DIRECTION: Print only the line with "Could you please indicate the white and" and the lines after it, ending with the last line of the material, each exactly as it stands.

ENTRIES SUPPLIED:
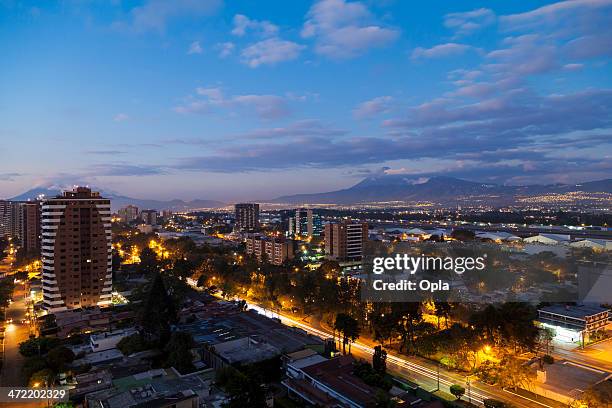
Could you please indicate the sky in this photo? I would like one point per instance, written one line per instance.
(250, 100)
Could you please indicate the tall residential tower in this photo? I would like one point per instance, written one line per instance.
(76, 250)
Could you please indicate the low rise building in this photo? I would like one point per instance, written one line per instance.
(108, 340)
(548, 239)
(574, 323)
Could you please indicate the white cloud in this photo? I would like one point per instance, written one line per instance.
(210, 99)
(242, 24)
(344, 29)
(195, 48)
(441, 50)
(155, 14)
(121, 117)
(270, 51)
(373, 107)
(466, 23)
(225, 49)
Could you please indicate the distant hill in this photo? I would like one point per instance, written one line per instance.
(118, 201)
(436, 189)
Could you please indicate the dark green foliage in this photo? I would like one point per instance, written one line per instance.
(157, 313)
(457, 390)
(243, 391)
(379, 360)
(179, 354)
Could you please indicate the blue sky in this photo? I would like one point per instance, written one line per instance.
(252, 100)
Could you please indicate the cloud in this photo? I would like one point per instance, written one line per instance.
(573, 67)
(211, 99)
(301, 128)
(9, 176)
(105, 152)
(121, 117)
(466, 23)
(441, 50)
(154, 15)
(225, 49)
(242, 24)
(580, 27)
(373, 107)
(502, 139)
(195, 48)
(121, 169)
(343, 29)
(270, 52)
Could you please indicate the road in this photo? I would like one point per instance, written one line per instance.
(15, 333)
(421, 371)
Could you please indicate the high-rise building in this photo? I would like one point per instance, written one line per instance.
(128, 213)
(149, 217)
(306, 223)
(275, 250)
(247, 217)
(30, 232)
(344, 241)
(76, 250)
(20, 220)
(5, 218)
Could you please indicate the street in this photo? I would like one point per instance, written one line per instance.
(15, 333)
(421, 371)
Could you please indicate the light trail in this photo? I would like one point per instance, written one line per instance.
(424, 371)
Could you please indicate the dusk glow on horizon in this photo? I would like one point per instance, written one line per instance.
(254, 100)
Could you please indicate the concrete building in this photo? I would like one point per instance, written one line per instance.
(31, 233)
(330, 383)
(76, 250)
(277, 250)
(594, 244)
(574, 323)
(548, 239)
(108, 340)
(345, 241)
(149, 217)
(306, 223)
(128, 213)
(247, 217)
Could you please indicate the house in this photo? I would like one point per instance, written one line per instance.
(331, 383)
(548, 239)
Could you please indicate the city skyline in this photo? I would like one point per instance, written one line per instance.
(236, 101)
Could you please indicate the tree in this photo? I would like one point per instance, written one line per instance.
(379, 360)
(183, 268)
(157, 313)
(132, 344)
(457, 391)
(148, 261)
(515, 374)
(179, 352)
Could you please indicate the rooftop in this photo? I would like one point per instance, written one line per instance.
(578, 312)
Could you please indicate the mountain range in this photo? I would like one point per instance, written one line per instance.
(442, 190)
(118, 201)
(380, 188)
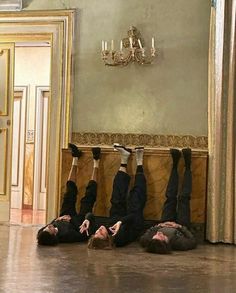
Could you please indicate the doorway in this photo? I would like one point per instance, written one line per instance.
(57, 28)
(30, 123)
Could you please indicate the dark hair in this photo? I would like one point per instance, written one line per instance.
(98, 243)
(45, 238)
(158, 246)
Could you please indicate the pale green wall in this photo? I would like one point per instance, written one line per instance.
(168, 97)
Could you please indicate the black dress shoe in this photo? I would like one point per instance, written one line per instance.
(74, 150)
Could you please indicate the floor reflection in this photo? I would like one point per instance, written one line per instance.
(25, 267)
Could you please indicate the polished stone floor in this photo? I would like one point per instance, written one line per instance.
(67, 268)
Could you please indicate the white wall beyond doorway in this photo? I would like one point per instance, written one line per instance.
(32, 70)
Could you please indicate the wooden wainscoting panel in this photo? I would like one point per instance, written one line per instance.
(157, 166)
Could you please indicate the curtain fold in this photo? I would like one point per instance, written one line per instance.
(221, 202)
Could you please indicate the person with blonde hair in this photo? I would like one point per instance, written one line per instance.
(126, 220)
(173, 233)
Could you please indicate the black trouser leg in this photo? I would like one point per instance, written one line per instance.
(87, 202)
(119, 194)
(183, 210)
(169, 208)
(129, 232)
(69, 200)
(137, 197)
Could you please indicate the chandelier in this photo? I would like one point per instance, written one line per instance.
(132, 49)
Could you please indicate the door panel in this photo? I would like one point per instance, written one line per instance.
(6, 101)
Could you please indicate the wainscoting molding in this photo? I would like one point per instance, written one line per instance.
(147, 140)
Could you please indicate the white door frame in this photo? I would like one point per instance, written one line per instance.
(57, 27)
(18, 173)
(39, 200)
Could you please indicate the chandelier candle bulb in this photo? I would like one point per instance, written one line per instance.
(121, 45)
(130, 41)
(140, 44)
(152, 42)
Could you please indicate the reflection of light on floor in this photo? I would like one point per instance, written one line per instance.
(27, 217)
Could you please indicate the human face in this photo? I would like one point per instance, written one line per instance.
(51, 229)
(101, 233)
(160, 236)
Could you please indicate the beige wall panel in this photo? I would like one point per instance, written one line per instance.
(157, 166)
(3, 170)
(28, 176)
(168, 97)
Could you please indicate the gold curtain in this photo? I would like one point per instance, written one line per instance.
(221, 202)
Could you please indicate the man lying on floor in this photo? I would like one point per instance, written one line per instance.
(173, 231)
(125, 221)
(66, 228)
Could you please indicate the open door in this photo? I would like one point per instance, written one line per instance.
(6, 102)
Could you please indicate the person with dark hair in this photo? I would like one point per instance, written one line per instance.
(126, 220)
(173, 231)
(66, 228)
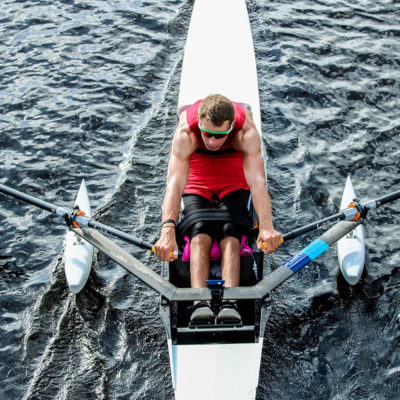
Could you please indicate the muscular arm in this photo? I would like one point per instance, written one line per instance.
(183, 146)
(253, 164)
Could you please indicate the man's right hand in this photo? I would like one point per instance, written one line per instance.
(166, 248)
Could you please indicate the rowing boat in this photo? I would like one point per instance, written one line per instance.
(351, 248)
(207, 362)
(256, 297)
(78, 253)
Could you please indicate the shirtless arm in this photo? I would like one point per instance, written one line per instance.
(178, 172)
(253, 164)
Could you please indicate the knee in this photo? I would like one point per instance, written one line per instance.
(230, 230)
(200, 228)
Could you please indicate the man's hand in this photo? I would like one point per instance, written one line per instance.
(166, 248)
(268, 240)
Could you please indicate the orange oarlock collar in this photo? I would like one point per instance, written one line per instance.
(76, 225)
(358, 215)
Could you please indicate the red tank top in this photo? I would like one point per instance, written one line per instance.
(215, 173)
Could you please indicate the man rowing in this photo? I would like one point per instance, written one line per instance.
(216, 162)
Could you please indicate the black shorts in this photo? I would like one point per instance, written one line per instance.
(238, 202)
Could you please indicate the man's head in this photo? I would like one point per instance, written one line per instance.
(216, 120)
(216, 109)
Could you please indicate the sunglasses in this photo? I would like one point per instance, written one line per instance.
(216, 135)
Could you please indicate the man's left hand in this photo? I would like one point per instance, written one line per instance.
(268, 240)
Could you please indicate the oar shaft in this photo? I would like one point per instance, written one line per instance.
(122, 235)
(81, 220)
(313, 226)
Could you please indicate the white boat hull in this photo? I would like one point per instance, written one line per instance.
(78, 253)
(219, 58)
(351, 248)
(215, 371)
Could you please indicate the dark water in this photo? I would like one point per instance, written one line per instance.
(89, 89)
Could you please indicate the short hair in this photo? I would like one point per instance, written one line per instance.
(217, 109)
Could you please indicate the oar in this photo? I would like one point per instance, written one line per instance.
(353, 213)
(74, 217)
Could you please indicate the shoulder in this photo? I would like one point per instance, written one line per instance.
(185, 141)
(247, 138)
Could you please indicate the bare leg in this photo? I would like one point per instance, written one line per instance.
(200, 260)
(230, 261)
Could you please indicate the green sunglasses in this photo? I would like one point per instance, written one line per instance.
(216, 135)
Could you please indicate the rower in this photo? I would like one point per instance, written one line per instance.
(216, 162)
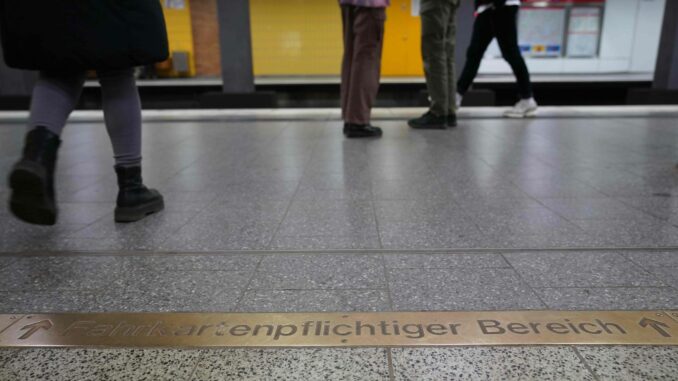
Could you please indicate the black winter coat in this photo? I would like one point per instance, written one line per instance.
(497, 3)
(82, 34)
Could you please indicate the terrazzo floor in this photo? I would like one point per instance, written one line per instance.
(287, 215)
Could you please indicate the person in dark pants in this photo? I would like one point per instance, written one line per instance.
(63, 40)
(363, 26)
(438, 39)
(498, 19)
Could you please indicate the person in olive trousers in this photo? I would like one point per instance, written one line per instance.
(438, 39)
(63, 40)
(363, 27)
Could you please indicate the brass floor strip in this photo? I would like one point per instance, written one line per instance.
(389, 329)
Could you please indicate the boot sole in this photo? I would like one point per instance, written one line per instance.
(29, 201)
(354, 135)
(133, 214)
(428, 126)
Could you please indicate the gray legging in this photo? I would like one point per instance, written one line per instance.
(56, 95)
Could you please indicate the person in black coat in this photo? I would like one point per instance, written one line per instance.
(498, 19)
(63, 39)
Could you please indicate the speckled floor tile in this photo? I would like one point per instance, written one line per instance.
(632, 233)
(320, 271)
(314, 301)
(580, 269)
(100, 364)
(459, 290)
(591, 209)
(199, 299)
(632, 363)
(184, 281)
(60, 273)
(329, 217)
(472, 260)
(48, 301)
(325, 242)
(193, 262)
(491, 363)
(668, 275)
(6, 261)
(293, 364)
(651, 259)
(618, 298)
(5, 355)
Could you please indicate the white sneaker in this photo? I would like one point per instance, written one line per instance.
(526, 108)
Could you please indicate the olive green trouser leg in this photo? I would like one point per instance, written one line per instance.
(438, 36)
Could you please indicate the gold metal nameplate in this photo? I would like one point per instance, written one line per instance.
(341, 329)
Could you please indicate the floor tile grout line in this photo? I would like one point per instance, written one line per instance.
(387, 279)
(647, 270)
(289, 205)
(246, 289)
(575, 349)
(389, 359)
(416, 251)
(201, 356)
(526, 283)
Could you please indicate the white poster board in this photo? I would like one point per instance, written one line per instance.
(175, 4)
(416, 6)
(583, 32)
(541, 31)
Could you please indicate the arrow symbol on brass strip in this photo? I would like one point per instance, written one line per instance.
(35, 327)
(657, 325)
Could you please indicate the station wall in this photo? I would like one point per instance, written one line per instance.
(303, 38)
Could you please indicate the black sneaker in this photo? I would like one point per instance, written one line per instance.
(362, 131)
(452, 120)
(429, 121)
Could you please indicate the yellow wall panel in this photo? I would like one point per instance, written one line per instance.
(304, 37)
(180, 31)
(402, 44)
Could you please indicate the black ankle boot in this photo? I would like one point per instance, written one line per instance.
(362, 131)
(32, 179)
(135, 201)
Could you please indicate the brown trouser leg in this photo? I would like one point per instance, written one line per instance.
(361, 68)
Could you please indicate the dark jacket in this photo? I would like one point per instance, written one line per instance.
(82, 34)
(497, 3)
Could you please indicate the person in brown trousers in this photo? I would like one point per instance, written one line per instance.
(363, 25)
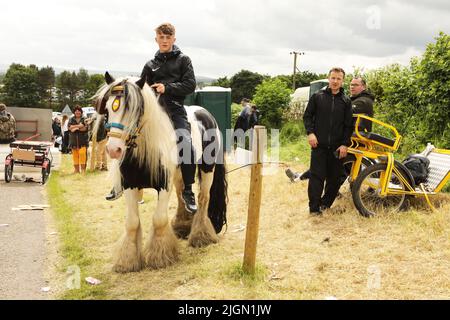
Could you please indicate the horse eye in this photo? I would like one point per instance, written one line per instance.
(116, 104)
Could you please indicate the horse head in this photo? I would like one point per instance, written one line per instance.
(122, 103)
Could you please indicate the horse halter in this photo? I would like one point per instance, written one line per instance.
(118, 91)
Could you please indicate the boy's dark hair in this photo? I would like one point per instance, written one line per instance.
(336, 69)
(166, 28)
(363, 80)
(78, 108)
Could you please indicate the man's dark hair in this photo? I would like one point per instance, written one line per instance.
(363, 81)
(336, 69)
(78, 108)
(166, 28)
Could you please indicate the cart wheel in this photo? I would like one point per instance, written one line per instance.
(366, 191)
(46, 171)
(8, 171)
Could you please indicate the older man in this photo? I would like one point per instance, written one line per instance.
(7, 125)
(362, 101)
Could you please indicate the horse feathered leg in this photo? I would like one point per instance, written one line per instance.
(128, 256)
(182, 221)
(202, 230)
(161, 249)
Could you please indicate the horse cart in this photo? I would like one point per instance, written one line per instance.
(385, 184)
(29, 154)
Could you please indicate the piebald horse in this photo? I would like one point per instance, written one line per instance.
(142, 139)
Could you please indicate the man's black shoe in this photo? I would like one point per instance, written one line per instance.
(189, 201)
(305, 175)
(291, 175)
(113, 195)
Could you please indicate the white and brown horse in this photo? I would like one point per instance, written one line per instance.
(143, 141)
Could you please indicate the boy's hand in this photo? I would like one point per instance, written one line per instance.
(312, 140)
(159, 87)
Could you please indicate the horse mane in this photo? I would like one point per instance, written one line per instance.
(156, 143)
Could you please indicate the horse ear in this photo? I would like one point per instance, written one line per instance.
(108, 78)
(141, 82)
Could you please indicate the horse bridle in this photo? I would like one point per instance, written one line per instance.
(119, 90)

SOLUTION TO THIS PROBLEM:
Could you please indicate the white and brown horse in this photo? I would like one point per instance, written one line per instance.
(143, 141)
Could you please indicate the boy's hand in this photo? I would like one point per instance, written one line per instance.
(312, 140)
(159, 87)
Could you please indicate the horse mane in this photo? I would like one point per instance, written one line per instance.
(156, 143)
Could you please indicate the horse ear in this photo? I would like one point per instance, written one line per instance.
(108, 78)
(141, 82)
Could you please indicate the horse bridle in this photo? I would like one point per instance, written one line per instance.
(119, 90)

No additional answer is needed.